Recorded data -
# # # # # # #

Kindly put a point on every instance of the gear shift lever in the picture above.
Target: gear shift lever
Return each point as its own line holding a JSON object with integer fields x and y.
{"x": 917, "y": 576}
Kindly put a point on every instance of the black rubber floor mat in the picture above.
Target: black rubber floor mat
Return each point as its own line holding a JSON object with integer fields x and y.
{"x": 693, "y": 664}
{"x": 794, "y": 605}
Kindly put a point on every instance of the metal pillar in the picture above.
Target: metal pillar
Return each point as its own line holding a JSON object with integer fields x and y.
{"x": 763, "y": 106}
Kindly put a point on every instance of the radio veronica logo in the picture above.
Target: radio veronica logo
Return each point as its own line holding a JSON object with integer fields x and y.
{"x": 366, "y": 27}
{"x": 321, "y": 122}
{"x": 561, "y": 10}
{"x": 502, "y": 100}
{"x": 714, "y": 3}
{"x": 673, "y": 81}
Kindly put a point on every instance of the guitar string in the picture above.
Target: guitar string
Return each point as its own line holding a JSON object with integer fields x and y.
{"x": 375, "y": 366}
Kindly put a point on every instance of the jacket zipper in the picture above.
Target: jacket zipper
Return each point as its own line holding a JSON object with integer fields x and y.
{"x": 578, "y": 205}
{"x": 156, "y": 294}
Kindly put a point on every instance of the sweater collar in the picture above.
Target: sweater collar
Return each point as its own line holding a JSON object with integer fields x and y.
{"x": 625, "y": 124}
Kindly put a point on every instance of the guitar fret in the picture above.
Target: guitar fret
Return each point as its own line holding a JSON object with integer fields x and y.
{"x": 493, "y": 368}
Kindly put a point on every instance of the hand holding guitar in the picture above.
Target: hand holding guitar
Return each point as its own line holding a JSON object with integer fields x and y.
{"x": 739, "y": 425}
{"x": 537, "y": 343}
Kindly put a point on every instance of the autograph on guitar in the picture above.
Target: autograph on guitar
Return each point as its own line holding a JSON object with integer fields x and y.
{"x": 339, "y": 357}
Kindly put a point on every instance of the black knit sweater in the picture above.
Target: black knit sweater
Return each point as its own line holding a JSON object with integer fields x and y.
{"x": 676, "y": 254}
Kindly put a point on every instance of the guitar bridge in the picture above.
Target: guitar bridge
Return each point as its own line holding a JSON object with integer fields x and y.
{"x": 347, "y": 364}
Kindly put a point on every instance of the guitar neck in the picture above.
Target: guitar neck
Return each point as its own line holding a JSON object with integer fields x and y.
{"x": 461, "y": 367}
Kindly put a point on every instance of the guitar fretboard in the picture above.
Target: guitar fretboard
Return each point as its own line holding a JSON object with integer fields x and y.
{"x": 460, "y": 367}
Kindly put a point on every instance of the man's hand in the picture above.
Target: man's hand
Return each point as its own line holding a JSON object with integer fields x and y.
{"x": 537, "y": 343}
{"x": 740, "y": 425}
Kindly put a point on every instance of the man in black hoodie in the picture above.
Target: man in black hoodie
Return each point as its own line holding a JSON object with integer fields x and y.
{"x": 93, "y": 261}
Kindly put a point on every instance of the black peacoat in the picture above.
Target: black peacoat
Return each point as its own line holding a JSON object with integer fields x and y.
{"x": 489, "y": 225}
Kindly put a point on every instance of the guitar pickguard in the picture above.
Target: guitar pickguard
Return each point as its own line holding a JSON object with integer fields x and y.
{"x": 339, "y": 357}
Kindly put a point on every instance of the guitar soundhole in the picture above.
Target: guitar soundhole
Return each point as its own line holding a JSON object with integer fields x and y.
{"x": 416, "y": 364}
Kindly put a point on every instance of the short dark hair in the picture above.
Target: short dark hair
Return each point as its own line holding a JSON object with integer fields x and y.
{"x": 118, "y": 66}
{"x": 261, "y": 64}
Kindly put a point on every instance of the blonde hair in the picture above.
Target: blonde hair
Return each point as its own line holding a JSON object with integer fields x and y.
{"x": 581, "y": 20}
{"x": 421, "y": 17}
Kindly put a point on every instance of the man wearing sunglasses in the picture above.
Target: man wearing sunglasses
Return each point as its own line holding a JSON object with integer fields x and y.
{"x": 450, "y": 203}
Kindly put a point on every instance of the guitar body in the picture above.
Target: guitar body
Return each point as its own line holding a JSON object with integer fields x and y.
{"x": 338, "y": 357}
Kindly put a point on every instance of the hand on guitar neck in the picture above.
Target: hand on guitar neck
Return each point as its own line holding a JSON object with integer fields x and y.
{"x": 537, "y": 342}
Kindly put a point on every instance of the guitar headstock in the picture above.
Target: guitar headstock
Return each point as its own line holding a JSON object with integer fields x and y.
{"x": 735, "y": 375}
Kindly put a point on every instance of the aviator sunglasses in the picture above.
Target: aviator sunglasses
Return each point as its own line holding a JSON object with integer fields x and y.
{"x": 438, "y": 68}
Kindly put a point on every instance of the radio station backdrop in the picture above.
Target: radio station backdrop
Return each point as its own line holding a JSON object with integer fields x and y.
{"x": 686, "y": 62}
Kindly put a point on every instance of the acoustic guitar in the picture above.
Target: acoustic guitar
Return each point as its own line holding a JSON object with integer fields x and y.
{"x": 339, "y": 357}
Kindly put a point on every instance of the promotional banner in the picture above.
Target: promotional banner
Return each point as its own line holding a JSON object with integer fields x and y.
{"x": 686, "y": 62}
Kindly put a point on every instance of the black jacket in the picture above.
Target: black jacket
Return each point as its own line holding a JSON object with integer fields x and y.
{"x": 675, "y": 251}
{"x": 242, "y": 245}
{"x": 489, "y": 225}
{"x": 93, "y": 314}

# # # # # # #

What is needed -
Give again only the lines of the material above that run from the one with "Kindly put a point on every instance of the hand on" through the end, both included, exactly as they appear.

The reply -
Kindly put a point on every instance of the hand on guitar neck in the picture above.
Target: hand on guitar neck
Return each point as its own line holding a JSON object with integer fields x and y.
{"x": 537, "y": 342}
Kindly put a point on every instance of the guitar headstock in the picture above.
Target: guitar headstock
Return each point as its own line holding a JSON object with integer fields x and y.
{"x": 735, "y": 375}
Kindly put a point on every instance of the aviator sunglasses in the picture above.
Target: aviator sunglasses
Return each point as its own line holding a JSON object with integer fields x and y.
{"x": 438, "y": 68}
Kindly put a point on every instance of the radio station backdrop in the picture above.
Target: radio station backdrop
Return each point as its own line holding a JSON object with integer fields x and y.
{"x": 686, "y": 62}
Kindly put a point on every instance of the acoustic guitar in the picture above.
Target: acoustic guitar
Return each point as its own line holding a JSON object with integer fields x and y.
{"x": 339, "y": 357}
Kindly put a point on every instance of the promotional banner in the picture above.
Target: promotional banner
Return each point as its own line holding a JSON object with integer fields x and y.
{"x": 686, "y": 62}
Kindly put a point on every instance of the black jacket in the picture above.
Target: black jacket
Return each point as its own line holding a JSON object with integer fields x and y.
{"x": 675, "y": 251}
{"x": 242, "y": 245}
{"x": 489, "y": 225}
{"x": 93, "y": 314}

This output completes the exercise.